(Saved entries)
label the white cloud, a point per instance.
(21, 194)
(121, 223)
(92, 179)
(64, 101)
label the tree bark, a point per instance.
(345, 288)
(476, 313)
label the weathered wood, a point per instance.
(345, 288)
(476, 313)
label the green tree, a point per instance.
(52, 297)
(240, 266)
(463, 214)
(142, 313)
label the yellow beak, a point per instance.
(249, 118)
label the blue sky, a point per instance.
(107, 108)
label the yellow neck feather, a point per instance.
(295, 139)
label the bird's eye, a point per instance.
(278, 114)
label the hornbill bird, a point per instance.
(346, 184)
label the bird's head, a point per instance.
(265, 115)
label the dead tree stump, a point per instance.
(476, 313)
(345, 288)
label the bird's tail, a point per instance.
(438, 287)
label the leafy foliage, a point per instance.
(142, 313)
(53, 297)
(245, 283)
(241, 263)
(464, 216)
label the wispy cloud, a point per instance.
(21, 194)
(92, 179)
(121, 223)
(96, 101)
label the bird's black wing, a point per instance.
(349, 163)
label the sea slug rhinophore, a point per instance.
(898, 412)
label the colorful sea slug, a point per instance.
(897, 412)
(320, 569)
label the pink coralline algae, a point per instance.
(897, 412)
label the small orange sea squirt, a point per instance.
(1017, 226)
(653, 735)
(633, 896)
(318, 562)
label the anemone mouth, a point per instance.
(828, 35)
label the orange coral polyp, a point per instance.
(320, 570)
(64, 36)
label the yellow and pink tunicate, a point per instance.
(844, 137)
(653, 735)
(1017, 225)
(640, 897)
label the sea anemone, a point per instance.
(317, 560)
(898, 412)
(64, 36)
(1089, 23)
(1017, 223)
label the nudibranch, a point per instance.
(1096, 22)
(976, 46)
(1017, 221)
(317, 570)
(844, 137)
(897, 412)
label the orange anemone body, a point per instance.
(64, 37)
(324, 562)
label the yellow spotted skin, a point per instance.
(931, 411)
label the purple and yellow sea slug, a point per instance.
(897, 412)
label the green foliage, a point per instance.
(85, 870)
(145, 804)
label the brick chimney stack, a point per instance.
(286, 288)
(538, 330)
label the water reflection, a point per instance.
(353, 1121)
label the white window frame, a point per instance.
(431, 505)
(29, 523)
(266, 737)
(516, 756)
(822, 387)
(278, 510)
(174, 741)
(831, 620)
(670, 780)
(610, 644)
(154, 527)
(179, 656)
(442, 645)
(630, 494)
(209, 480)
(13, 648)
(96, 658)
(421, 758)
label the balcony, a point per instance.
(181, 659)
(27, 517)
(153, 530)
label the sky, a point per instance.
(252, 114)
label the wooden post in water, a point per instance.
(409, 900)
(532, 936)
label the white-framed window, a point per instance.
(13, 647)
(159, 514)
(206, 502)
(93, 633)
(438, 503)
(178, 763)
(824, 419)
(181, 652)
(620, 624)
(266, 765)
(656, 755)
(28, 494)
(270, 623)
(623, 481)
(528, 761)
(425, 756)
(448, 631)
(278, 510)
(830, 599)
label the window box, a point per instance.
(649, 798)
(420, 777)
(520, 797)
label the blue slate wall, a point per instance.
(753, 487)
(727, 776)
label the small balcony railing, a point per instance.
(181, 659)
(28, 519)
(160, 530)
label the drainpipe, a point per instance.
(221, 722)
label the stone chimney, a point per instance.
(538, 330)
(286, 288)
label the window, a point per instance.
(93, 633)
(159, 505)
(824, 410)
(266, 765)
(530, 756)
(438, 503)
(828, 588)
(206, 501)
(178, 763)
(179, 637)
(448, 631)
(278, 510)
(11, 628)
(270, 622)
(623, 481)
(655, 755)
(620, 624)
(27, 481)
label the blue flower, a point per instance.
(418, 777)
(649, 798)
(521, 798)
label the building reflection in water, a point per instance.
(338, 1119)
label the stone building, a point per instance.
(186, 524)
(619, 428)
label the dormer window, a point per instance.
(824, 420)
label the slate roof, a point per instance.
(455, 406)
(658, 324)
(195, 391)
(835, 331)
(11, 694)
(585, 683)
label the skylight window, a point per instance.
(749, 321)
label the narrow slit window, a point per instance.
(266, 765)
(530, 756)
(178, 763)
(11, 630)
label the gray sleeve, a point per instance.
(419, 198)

WORK TO COMPLETE.
None of the lines above may be skipped. Transcribe each one exactly.

RESPONSE TO THIS TASK.
label the white cloud, a point per instance.
(21, 194)
(121, 223)
(92, 179)
(64, 101)
label the tree bark, a point per instance.
(345, 288)
(476, 313)
label the weathered wood, a point per instance.
(345, 288)
(476, 313)
label the green tree, a point per instance.
(52, 297)
(240, 266)
(463, 214)
(142, 313)
label the yellow beak, a point per instance.
(249, 118)
label the blue sky, a point per instance.
(107, 108)
label the yellow neck feather, a point per instance.
(295, 139)
label the bird's eye, a point per instance.
(278, 114)
label the hornbill bird, a point per instance.
(346, 184)
label the bird's head, a point per instance.
(265, 115)
label the dead tree stump, a point per instance.
(476, 313)
(345, 288)
label the bird's tail, a point per instance.
(438, 287)
label the leafy foliage, a point per instance.
(142, 313)
(53, 297)
(245, 283)
(241, 263)
(464, 216)
label the wispy cloud, a point per instance.
(21, 194)
(92, 179)
(121, 223)
(96, 101)
label the bird's black wing, a point per instance.
(349, 163)
label the sea slug rhinophore, a point per instance.
(898, 412)
label the colorful sea slug, a point per instance.
(897, 412)
(320, 569)
label the pink coralline algae, a point per instance.
(897, 412)
label the small orange sea squirt, a point per instance.
(1017, 226)
(653, 735)
(633, 896)
(318, 562)
label the anemone mouth, a point per instance.
(828, 35)
label the orange coral polyp, a point per instance.
(320, 570)
(64, 36)
label the yellow and pink tunicate, a point per instance.
(844, 137)
(653, 735)
(1017, 225)
(640, 897)
label the sea anemone, a point per instance.
(317, 560)
(898, 412)
(64, 36)
(1089, 23)
(1017, 223)
label the nudibranch, a point per instance.
(1096, 22)
(976, 46)
(1017, 221)
(317, 570)
(844, 137)
(897, 412)
label the orange anemone body, a point per instance.
(64, 37)
(324, 562)
label the yellow spotted skin, a point per instance.
(931, 411)
label the purple and yellow sea slug, a point per instance.
(897, 412)
label the green foliage, a point per instance.
(85, 870)
(145, 804)
label the brick chimney stack, a point per instance.
(286, 288)
(538, 330)
label the water reflection, a point per instance.
(353, 1121)
label the white window frame, a point per instance.
(431, 505)
(29, 523)
(266, 737)
(516, 756)
(822, 387)
(278, 510)
(174, 741)
(831, 620)
(670, 780)
(610, 644)
(154, 527)
(179, 656)
(442, 645)
(630, 494)
(209, 480)
(13, 648)
(96, 658)
(421, 758)
label the balcony, a point per instance.
(181, 659)
(27, 517)
(153, 530)
label the sky, a point per instance.
(252, 114)
label the wooden post in water, a point per instance.
(409, 900)
(532, 936)
label the white-framed window, a point per instance.
(13, 647)
(159, 514)
(206, 502)
(93, 633)
(438, 503)
(178, 763)
(824, 419)
(181, 652)
(620, 624)
(266, 765)
(656, 755)
(28, 494)
(270, 623)
(623, 481)
(528, 761)
(425, 756)
(448, 631)
(278, 510)
(830, 599)
label the window box, a point per instance.
(649, 798)
(420, 777)
(520, 797)
label the blue slate wall, a point per instance.
(753, 487)
(727, 776)
label the small balcony railing, a point per instance.
(181, 659)
(28, 519)
(160, 530)
label the drainpipe, a point per instance.
(221, 722)
label the stone chimney, a point per instance.
(538, 330)
(286, 288)
label the window, a point per instance.
(93, 633)
(159, 505)
(824, 410)
(266, 765)
(530, 756)
(438, 503)
(828, 588)
(206, 501)
(178, 763)
(179, 637)
(448, 631)
(278, 510)
(11, 628)
(270, 622)
(623, 481)
(655, 755)
(620, 624)
(27, 481)
label the blue flower, a point per instance.
(418, 777)
(649, 798)
(521, 798)
label the building reflection in water, a point per instance.
(338, 1119)
label the stone building, a point per instance.
(186, 524)
(619, 428)
label the dormer window, a point per instance.
(824, 420)
label the slate roof, a point per instance.
(455, 406)
(658, 324)
(195, 391)
(835, 331)
(11, 694)
(585, 683)
label the skylight window, a point per instance.
(749, 321)
label the narrow slit window, a point per instance.
(266, 765)
(530, 756)
(178, 763)
(11, 630)
label the gray sleeve, a point per instance.
(419, 198)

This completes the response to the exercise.